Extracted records
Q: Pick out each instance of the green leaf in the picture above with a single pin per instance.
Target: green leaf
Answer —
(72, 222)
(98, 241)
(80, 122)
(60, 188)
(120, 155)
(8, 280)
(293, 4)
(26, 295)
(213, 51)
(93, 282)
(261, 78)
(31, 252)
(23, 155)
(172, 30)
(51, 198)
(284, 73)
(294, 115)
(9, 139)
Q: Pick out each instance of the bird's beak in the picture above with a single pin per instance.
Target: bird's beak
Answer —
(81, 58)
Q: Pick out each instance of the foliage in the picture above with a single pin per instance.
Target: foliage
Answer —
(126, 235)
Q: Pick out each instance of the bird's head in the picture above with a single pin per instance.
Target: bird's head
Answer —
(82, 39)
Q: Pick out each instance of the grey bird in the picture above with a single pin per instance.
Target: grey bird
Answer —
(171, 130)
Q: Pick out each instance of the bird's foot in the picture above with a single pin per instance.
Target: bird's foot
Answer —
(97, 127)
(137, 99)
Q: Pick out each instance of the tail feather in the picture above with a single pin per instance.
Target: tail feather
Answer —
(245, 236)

◆ ACTIVITY ◆
Gather up the lines containing the word "Pick" from these records and copy them.

◆ RESPONSE ◆
Q: Pick out each instance of the green leaf in the picture above with a single pin per instance.
Q: Pick out each instance of the bird's beak in the picture above with a single pin per instance.
Q: Pick out each instance of the foliage in the picture above with a single pin per instance.
Q: Pick out each instance of the bird's head in the picture above with a single pin per instance.
Q: Pick out each instance of the grey bird in the picture above with a single pin per instance.
Q: Pick out each instance of the bird's foot in the picture above with a single pin per instance.
Q: Pick out each instance of the tail feather in the picture above with a single pin per instance.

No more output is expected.